In the entries below, find each line with the word "dark" and pull it out.

(Stored data entries)
================================
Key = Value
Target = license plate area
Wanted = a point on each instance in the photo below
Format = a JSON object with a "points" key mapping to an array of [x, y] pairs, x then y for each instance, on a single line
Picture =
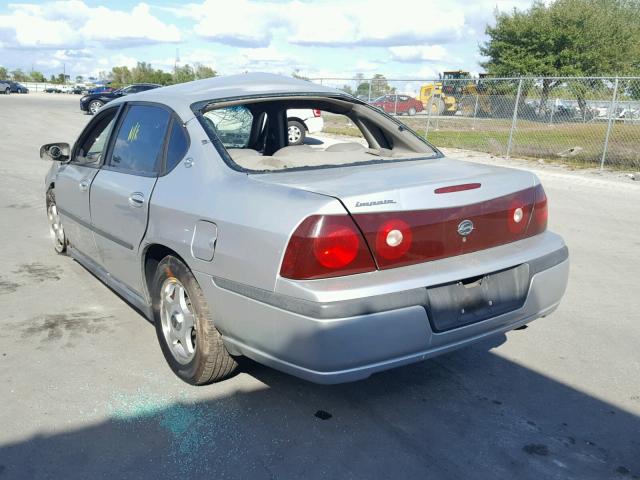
{"points": [[476, 299]]}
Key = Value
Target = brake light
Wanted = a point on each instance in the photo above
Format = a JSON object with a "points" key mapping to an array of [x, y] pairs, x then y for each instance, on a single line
{"points": [[326, 246], [457, 188], [405, 238]]}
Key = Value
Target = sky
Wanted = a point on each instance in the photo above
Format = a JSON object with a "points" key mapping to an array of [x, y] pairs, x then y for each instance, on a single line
{"points": [[332, 38]]}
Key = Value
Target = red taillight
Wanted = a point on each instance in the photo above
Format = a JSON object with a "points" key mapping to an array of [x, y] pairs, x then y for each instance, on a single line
{"points": [[326, 246], [446, 232]]}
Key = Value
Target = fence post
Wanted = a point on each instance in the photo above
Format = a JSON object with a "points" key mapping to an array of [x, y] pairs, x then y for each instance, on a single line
{"points": [[430, 107], [610, 123], [475, 112], [515, 119]]}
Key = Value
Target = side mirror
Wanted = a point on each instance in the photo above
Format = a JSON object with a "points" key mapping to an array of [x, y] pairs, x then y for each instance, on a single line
{"points": [[57, 152]]}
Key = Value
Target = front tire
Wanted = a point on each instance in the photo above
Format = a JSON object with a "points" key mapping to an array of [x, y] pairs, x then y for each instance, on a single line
{"points": [[94, 106], [190, 342], [55, 225], [296, 132]]}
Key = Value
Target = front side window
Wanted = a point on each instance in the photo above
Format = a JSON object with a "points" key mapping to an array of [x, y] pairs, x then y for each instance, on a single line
{"points": [[94, 144], [232, 125], [139, 142]]}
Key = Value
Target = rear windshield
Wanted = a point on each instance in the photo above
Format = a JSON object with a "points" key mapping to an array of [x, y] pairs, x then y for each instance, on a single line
{"points": [[293, 133]]}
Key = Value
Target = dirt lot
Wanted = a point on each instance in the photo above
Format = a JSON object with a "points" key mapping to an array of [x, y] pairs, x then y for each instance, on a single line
{"points": [[85, 392]]}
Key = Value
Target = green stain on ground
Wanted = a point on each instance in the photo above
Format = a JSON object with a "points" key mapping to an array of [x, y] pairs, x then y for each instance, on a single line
{"points": [[193, 429]]}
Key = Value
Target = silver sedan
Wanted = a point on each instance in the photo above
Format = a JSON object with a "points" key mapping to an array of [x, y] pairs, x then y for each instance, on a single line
{"points": [[330, 260]]}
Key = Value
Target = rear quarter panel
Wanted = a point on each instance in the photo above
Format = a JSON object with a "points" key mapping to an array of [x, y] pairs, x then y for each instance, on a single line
{"points": [[254, 220]]}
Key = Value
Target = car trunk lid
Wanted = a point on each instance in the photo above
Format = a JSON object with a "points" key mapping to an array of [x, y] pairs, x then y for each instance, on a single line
{"points": [[415, 211]]}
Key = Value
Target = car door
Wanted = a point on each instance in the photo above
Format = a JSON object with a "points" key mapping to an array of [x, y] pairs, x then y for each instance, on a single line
{"points": [[73, 181], [121, 190]]}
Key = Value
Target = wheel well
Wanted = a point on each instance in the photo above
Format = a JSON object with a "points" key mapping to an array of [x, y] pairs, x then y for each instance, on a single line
{"points": [[152, 257], [298, 120]]}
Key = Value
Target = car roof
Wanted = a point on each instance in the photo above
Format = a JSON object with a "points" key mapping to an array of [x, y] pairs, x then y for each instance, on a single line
{"points": [[181, 96]]}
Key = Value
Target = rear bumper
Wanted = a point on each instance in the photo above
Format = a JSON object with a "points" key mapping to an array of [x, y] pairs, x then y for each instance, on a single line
{"points": [[333, 342]]}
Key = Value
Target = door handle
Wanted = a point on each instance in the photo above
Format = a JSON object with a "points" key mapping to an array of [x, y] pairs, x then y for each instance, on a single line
{"points": [[136, 199]]}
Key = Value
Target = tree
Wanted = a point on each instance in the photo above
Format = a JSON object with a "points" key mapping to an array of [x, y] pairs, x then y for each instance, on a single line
{"points": [[565, 38], [380, 86], [183, 74]]}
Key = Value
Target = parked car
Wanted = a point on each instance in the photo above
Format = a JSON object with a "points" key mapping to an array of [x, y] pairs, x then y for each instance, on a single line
{"points": [[14, 87], [302, 121], [398, 104], [95, 101], [327, 263], [101, 89]]}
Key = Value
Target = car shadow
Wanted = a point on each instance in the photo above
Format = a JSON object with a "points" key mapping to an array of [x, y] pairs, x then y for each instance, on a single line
{"points": [[468, 414]]}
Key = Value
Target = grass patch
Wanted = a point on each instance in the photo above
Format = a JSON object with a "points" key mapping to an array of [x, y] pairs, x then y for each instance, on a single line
{"points": [[530, 140]]}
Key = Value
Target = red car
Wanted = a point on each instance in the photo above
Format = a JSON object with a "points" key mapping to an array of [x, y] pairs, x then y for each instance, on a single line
{"points": [[398, 104]]}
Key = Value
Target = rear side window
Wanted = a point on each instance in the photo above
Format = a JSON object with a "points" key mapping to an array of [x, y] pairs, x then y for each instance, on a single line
{"points": [[232, 124], [138, 145], [93, 144], [178, 144]]}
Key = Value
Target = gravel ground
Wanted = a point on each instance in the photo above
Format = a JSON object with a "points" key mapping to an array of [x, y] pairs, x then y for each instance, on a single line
{"points": [[85, 391]]}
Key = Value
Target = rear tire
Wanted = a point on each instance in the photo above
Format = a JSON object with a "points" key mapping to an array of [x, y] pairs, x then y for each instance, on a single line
{"points": [[190, 342], [296, 132]]}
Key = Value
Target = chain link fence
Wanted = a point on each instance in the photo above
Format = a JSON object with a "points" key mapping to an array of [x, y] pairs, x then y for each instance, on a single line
{"points": [[590, 121]]}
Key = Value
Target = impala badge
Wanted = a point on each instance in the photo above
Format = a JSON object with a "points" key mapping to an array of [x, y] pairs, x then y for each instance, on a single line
{"points": [[465, 227]]}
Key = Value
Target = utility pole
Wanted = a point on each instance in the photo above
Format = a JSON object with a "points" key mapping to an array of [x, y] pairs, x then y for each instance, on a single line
{"points": [[175, 65]]}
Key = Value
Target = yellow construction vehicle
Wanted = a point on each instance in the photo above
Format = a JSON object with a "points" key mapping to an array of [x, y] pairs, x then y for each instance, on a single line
{"points": [[431, 97], [444, 97]]}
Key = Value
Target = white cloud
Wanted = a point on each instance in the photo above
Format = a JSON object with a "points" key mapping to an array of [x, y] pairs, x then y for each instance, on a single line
{"points": [[416, 54], [333, 23], [73, 24]]}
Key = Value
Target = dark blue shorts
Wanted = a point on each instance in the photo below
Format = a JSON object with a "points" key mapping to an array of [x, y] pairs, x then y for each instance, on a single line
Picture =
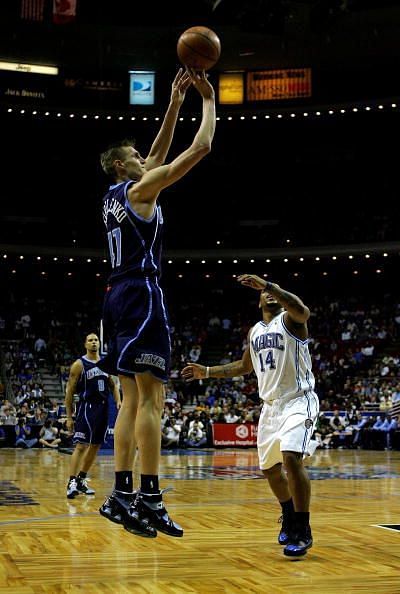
{"points": [[91, 422], [136, 329]]}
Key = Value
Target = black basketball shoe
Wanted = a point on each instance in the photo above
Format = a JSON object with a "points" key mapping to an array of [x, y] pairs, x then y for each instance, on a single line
{"points": [[150, 510], [299, 544], [116, 509], [283, 536]]}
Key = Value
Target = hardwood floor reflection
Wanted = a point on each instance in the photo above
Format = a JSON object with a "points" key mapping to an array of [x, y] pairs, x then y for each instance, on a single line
{"points": [[51, 545]]}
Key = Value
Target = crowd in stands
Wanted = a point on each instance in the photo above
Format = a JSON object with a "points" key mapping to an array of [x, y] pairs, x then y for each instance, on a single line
{"points": [[355, 362]]}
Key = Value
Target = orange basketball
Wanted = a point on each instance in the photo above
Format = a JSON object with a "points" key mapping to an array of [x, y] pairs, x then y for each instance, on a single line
{"points": [[199, 48]]}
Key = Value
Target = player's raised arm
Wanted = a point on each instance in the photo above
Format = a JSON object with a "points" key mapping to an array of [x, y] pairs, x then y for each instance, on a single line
{"points": [[295, 308], [147, 189], [243, 366], [162, 142]]}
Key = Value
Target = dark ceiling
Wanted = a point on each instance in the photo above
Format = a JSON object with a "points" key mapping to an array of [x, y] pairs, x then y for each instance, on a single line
{"points": [[254, 34], [264, 182]]}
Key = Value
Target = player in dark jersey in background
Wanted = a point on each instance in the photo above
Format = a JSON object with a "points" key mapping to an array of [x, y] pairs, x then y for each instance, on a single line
{"points": [[93, 386], [134, 313]]}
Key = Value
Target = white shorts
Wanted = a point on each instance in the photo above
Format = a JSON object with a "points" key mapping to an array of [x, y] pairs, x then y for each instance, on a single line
{"points": [[286, 426]]}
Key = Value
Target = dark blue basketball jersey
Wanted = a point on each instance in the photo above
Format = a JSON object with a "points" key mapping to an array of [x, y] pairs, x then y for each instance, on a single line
{"points": [[93, 384], [134, 242]]}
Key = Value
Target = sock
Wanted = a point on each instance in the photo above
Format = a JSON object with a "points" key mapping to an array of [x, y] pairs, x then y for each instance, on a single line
{"points": [[124, 481], [149, 484], [287, 507], [302, 520]]}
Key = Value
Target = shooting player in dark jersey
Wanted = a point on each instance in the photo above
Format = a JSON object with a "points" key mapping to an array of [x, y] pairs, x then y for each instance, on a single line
{"points": [[93, 386], [134, 313]]}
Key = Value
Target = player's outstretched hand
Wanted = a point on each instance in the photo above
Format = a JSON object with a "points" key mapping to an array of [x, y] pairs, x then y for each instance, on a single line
{"points": [[193, 371], [253, 281], [201, 83], [181, 83]]}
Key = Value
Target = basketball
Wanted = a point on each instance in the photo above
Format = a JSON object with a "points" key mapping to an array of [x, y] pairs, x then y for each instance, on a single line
{"points": [[199, 48]]}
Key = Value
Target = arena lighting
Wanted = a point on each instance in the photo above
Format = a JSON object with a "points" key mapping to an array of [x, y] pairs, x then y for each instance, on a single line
{"points": [[29, 68], [326, 111]]}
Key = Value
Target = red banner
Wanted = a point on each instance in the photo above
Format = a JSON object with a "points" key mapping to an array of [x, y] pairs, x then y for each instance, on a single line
{"points": [[32, 10], [64, 11], [233, 435]]}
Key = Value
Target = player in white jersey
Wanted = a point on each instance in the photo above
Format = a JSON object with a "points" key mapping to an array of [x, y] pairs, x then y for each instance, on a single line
{"points": [[278, 353]]}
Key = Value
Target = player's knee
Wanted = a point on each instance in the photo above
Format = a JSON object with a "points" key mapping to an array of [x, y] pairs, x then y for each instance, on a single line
{"points": [[292, 460], [273, 471]]}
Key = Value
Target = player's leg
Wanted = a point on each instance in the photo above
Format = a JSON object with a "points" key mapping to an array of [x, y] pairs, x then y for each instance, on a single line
{"points": [[116, 506], [86, 463], [74, 466], [148, 504], [279, 485], [270, 460], [300, 487]]}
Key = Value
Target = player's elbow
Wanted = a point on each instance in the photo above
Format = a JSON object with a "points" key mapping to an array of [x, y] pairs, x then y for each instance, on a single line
{"points": [[202, 149]]}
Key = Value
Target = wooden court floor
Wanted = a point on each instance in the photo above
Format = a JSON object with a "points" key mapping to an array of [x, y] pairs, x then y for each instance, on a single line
{"points": [[51, 545]]}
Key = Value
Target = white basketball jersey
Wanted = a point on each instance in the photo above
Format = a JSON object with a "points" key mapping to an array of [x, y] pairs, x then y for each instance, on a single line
{"points": [[281, 361]]}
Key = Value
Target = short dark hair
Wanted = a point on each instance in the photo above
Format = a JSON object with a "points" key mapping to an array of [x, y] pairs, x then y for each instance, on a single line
{"points": [[114, 151]]}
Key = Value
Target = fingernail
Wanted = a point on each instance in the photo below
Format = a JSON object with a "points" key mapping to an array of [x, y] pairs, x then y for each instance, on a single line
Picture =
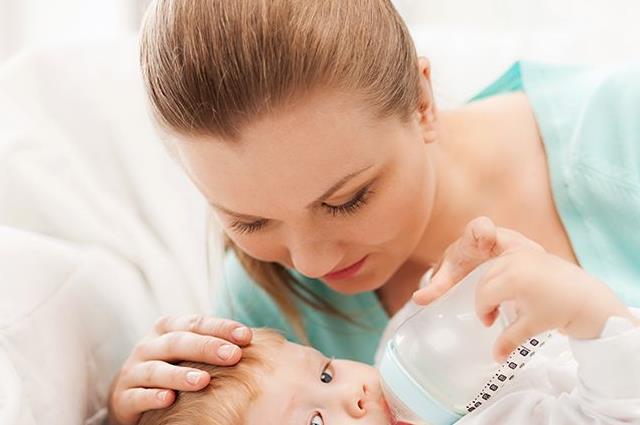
{"points": [[193, 377], [226, 351], [240, 334]]}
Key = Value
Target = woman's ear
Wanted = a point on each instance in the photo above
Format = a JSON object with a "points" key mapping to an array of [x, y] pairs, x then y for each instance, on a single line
{"points": [[426, 112]]}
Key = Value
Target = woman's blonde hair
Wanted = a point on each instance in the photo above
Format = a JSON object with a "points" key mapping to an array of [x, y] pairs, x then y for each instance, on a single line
{"points": [[211, 67], [231, 390]]}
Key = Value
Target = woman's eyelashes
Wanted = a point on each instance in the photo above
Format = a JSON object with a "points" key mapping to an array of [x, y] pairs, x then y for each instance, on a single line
{"points": [[350, 207], [242, 228], [359, 200]]}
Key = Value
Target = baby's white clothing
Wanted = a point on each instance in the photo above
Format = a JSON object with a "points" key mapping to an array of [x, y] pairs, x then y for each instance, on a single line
{"points": [[567, 382]]}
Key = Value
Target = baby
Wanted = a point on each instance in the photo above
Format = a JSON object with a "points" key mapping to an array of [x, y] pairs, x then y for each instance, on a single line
{"points": [[588, 373]]}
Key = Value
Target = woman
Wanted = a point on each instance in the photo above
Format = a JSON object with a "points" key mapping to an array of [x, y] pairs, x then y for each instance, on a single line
{"points": [[311, 129]]}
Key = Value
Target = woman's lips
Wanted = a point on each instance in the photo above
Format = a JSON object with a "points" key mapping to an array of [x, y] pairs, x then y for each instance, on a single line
{"points": [[347, 272]]}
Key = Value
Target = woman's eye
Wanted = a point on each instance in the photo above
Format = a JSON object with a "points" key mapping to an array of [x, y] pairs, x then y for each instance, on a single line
{"points": [[316, 420], [244, 228], [358, 201]]}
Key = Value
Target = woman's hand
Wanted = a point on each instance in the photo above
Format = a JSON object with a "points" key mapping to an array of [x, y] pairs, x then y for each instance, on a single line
{"points": [[547, 293], [481, 241], [147, 378]]}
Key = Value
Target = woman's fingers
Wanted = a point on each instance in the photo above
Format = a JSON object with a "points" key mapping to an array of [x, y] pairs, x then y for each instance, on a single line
{"points": [[158, 374], [515, 334], [222, 328], [131, 403], [474, 248], [188, 346]]}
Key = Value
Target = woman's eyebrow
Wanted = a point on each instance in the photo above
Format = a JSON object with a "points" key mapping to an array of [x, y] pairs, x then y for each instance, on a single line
{"points": [[333, 189], [235, 214]]}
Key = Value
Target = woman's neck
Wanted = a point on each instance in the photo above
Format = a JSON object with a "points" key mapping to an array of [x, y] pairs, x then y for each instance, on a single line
{"points": [[467, 178]]}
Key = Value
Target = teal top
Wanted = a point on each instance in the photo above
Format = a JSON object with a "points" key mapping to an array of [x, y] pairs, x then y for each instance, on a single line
{"points": [[589, 120]]}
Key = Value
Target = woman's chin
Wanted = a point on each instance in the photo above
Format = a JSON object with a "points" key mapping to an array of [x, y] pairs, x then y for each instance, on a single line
{"points": [[355, 285]]}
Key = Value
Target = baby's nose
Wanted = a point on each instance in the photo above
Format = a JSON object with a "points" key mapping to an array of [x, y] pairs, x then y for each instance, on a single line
{"points": [[356, 402]]}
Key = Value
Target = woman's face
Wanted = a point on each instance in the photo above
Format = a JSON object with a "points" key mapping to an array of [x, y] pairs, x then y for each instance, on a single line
{"points": [[321, 187]]}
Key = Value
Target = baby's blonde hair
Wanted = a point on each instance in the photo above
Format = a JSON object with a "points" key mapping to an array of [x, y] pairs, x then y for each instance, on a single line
{"points": [[231, 390], [211, 67]]}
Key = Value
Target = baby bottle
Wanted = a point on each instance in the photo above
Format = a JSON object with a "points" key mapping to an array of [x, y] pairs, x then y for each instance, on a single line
{"points": [[439, 366]]}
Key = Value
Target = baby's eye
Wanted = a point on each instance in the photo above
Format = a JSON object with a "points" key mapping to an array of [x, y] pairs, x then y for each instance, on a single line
{"points": [[327, 375]]}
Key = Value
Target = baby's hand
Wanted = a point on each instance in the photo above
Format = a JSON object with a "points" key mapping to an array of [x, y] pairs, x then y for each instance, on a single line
{"points": [[548, 293], [481, 241]]}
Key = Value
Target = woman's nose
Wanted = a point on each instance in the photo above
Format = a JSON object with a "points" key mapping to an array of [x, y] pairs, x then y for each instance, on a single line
{"points": [[314, 260], [314, 257]]}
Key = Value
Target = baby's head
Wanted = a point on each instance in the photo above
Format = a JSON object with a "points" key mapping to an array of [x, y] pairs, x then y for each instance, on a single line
{"points": [[280, 383]]}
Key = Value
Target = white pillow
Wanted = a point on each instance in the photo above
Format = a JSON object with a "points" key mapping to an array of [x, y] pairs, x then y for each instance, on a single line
{"points": [[68, 317]]}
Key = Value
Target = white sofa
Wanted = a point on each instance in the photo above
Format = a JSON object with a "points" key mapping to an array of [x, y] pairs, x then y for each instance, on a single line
{"points": [[99, 230]]}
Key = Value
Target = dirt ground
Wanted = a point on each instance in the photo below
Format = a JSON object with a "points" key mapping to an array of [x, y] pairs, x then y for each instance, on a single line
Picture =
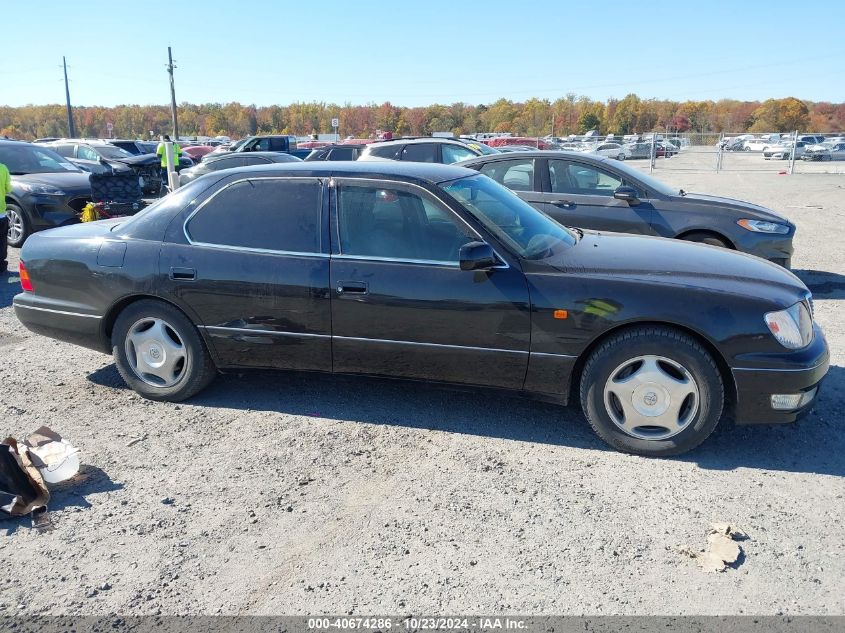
{"points": [[295, 494]]}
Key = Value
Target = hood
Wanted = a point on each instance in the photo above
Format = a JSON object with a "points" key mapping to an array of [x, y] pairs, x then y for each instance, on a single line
{"points": [[755, 211], [71, 181], [138, 160], [675, 262]]}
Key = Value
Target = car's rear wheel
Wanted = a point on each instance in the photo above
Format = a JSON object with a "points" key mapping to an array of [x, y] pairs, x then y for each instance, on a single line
{"points": [[19, 228], [159, 352], [652, 391], [706, 238]]}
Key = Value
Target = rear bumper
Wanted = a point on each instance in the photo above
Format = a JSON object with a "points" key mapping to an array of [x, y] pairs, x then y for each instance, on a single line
{"points": [[756, 385]]}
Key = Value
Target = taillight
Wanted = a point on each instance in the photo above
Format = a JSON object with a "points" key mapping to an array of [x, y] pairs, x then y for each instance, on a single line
{"points": [[26, 282]]}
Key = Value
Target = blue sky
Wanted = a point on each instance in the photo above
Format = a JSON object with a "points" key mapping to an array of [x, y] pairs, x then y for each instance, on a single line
{"points": [[420, 52]]}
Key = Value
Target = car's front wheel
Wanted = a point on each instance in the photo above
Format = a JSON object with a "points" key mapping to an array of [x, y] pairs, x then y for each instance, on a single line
{"points": [[652, 391], [19, 228], [159, 352]]}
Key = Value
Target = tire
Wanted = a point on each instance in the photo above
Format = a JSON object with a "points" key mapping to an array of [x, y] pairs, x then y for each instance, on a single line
{"points": [[706, 238], [148, 331], [19, 226], [662, 363]]}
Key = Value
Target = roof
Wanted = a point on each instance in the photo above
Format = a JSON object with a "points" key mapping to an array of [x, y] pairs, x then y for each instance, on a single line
{"points": [[432, 172], [418, 139], [489, 158]]}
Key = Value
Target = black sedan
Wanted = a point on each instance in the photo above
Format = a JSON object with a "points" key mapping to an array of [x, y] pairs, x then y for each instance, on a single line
{"points": [[231, 160], [596, 193], [429, 272], [47, 190]]}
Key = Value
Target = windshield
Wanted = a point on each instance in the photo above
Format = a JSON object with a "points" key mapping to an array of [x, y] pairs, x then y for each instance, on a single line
{"points": [[525, 230], [649, 181], [109, 151], [26, 159], [478, 146]]}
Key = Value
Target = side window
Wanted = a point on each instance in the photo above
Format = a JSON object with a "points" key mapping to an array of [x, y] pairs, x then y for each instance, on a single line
{"points": [[420, 153], [63, 150], [86, 153], [568, 177], [454, 153], [396, 224], [277, 144], [517, 175], [226, 163], [255, 160], [386, 151], [265, 213]]}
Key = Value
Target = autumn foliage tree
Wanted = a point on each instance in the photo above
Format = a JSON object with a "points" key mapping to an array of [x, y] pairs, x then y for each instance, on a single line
{"points": [[535, 117]]}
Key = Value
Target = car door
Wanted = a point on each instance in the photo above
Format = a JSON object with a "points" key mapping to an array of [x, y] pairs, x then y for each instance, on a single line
{"points": [[581, 194], [402, 306], [520, 176], [250, 263]]}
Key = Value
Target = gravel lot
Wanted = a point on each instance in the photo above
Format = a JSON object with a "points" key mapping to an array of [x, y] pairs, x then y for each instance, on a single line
{"points": [[292, 494]]}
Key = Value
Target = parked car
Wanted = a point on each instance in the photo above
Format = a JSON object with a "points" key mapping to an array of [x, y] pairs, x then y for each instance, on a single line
{"points": [[197, 152], [284, 143], [518, 140], [98, 156], [609, 150], [811, 139], [47, 190], [825, 151], [784, 150], [435, 273], [343, 151], [755, 145], [595, 193], [638, 150], [421, 150], [231, 161]]}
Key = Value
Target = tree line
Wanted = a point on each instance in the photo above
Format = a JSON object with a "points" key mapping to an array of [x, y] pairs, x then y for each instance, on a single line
{"points": [[535, 117]]}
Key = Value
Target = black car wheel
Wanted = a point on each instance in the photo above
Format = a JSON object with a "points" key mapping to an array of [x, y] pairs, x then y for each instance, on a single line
{"points": [[652, 391], [19, 228], [160, 353], [706, 238]]}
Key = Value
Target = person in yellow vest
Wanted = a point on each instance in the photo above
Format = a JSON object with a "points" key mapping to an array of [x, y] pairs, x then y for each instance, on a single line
{"points": [[160, 152], [5, 188]]}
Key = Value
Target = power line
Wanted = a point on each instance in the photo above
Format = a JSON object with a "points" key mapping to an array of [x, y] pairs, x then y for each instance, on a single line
{"points": [[71, 130], [170, 68]]}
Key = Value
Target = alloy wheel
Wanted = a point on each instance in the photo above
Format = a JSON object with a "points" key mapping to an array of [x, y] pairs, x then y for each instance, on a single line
{"points": [[156, 352], [651, 397]]}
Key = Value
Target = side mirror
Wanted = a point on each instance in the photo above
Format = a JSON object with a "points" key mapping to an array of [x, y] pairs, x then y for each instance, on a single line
{"points": [[628, 194], [477, 256]]}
================================
Reply to the exercise
Target = dark blue shorts
Target = dark ceiling
Target = player in dark jersey in background
Target = dark blue basketball jersey
Target = shooting player in dark jersey
Target = short dark hair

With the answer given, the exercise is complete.